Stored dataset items
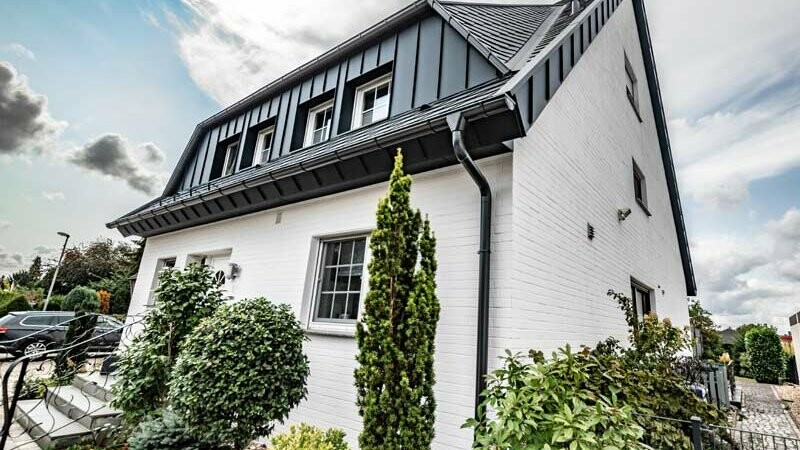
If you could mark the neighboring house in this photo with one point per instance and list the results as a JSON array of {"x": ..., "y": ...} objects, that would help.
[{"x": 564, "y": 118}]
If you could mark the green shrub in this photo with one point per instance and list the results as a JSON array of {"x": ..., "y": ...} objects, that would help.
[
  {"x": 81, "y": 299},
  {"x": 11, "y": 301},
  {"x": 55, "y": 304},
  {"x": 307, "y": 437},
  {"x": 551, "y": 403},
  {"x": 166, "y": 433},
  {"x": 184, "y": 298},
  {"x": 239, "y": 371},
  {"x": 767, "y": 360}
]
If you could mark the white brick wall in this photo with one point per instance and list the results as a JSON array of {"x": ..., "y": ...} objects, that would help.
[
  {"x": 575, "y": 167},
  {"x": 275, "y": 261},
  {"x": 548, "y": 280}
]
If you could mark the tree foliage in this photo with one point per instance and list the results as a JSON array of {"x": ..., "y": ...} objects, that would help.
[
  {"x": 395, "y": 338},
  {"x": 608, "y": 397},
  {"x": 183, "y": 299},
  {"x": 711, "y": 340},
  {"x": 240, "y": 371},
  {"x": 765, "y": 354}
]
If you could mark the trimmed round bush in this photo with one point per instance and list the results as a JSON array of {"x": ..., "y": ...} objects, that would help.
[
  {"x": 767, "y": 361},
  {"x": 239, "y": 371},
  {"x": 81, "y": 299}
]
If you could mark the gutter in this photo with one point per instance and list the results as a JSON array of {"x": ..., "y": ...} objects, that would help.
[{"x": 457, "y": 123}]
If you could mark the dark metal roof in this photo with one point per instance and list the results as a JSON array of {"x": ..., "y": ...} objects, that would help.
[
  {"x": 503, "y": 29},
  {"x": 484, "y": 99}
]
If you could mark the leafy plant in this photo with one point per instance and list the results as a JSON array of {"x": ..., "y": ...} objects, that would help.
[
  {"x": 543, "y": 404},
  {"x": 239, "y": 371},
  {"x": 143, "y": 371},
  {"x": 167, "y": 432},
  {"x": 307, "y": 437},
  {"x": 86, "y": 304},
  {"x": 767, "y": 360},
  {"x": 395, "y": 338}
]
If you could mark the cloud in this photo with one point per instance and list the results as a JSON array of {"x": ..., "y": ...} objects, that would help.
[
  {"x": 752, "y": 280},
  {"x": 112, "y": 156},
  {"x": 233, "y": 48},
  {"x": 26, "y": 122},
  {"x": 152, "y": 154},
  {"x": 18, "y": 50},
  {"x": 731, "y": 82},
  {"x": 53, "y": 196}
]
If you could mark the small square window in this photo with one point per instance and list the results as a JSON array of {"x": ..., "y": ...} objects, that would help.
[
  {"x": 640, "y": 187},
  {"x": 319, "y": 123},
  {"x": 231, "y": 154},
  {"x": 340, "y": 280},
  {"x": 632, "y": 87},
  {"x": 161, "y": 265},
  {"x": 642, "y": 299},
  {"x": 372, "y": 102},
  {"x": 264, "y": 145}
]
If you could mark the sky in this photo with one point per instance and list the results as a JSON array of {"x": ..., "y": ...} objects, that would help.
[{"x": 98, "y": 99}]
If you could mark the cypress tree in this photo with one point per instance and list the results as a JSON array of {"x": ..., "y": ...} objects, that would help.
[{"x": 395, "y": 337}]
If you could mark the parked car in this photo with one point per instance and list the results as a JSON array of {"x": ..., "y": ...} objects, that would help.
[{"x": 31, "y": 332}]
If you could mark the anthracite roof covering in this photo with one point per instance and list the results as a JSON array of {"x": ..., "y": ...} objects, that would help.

- The exercise:
Could you write out all of the material above again, replacing each "in this photo" with "in this image" and keeping everything else the same? Leave the pictures out of your answer.

- Expected answer:
If you could mark the neighboring house in this image with one point per instance and list the results as a JSON array of {"x": ..., "y": ...} objects, that would help.
[{"x": 564, "y": 118}]
If you could mark the green shrub in this image with one point per instance and list the results as a JSON array of {"x": ..., "y": ...} objects, that would help.
[
  {"x": 81, "y": 299},
  {"x": 11, "y": 301},
  {"x": 55, "y": 304},
  {"x": 307, "y": 437},
  {"x": 551, "y": 403},
  {"x": 166, "y": 433},
  {"x": 184, "y": 298},
  {"x": 239, "y": 371},
  {"x": 767, "y": 360}
]
If you could mark the white brick wall in this image with one point per instance and list the results as a JSON array of {"x": ..., "y": ...} objects, that would help.
[
  {"x": 575, "y": 167},
  {"x": 275, "y": 261},
  {"x": 548, "y": 280}
]
If you could mark the tree foliage in this image with one point per instance and list the results as a JSON array of {"x": ..., "y": ...} objects, that would help.
[
  {"x": 395, "y": 338},
  {"x": 608, "y": 397},
  {"x": 183, "y": 299},
  {"x": 711, "y": 340},
  {"x": 240, "y": 371},
  {"x": 765, "y": 354}
]
If you could mark the trimmed round bush in this image with one point per instance and list the results as a JSON array of {"x": ..., "y": ...} objects, that would help.
[
  {"x": 767, "y": 361},
  {"x": 239, "y": 371},
  {"x": 81, "y": 299}
]
If you could mark the gutter in this image with one point per instance and list the results as a JSON array of {"x": ..., "y": ...} objects, that would help.
[{"x": 457, "y": 123}]
If you could mark the dark metal roof in this image with one point per instance and list the results as a JSON array of {"x": ..., "y": ...} objects, that would help.
[
  {"x": 503, "y": 29},
  {"x": 484, "y": 99}
]
If you could mark the leafy plant in this image with one point per instance and list the results as a JSON array of {"x": ..., "y": ...} objects, that would help.
[
  {"x": 543, "y": 404},
  {"x": 239, "y": 371},
  {"x": 143, "y": 371},
  {"x": 167, "y": 432},
  {"x": 307, "y": 437},
  {"x": 86, "y": 304},
  {"x": 767, "y": 360},
  {"x": 395, "y": 338}
]
If you could mark the cloud in this image with one point per instance and list the results as a JSON array of {"x": ..., "y": ...} objects, that would help.
[
  {"x": 752, "y": 280},
  {"x": 112, "y": 156},
  {"x": 233, "y": 48},
  {"x": 26, "y": 122},
  {"x": 152, "y": 154},
  {"x": 18, "y": 50},
  {"x": 731, "y": 82},
  {"x": 53, "y": 196}
]
If you could mark the small square window in this image with one point per instance and list the results as a JSON array of {"x": ..., "y": ...} objects, that would help.
[
  {"x": 640, "y": 187},
  {"x": 319, "y": 123},
  {"x": 231, "y": 154},
  {"x": 340, "y": 280},
  {"x": 632, "y": 87},
  {"x": 161, "y": 265},
  {"x": 642, "y": 299},
  {"x": 372, "y": 102},
  {"x": 264, "y": 145}
]
If you could mark the sky in this image with one point per instance and list the results as a JSON array of {"x": ..., "y": ...} objects, that would help.
[{"x": 98, "y": 99}]
If you could mark the cypress tree in this image with one point per instance and list the results as a JSON array of {"x": ..., "y": ...} objects, that would help.
[{"x": 395, "y": 337}]
If you could mark the parked car in this image with one point per instance and list the results as a JSON array of {"x": ..., "y": ...} objects, that would help.
[{"x": 31, "y": 332}]
If you could mark the anthracite roof covering in this image with one point per instance and list the results as a JSON array of {"x": ..., "y": ...} objects, that would help.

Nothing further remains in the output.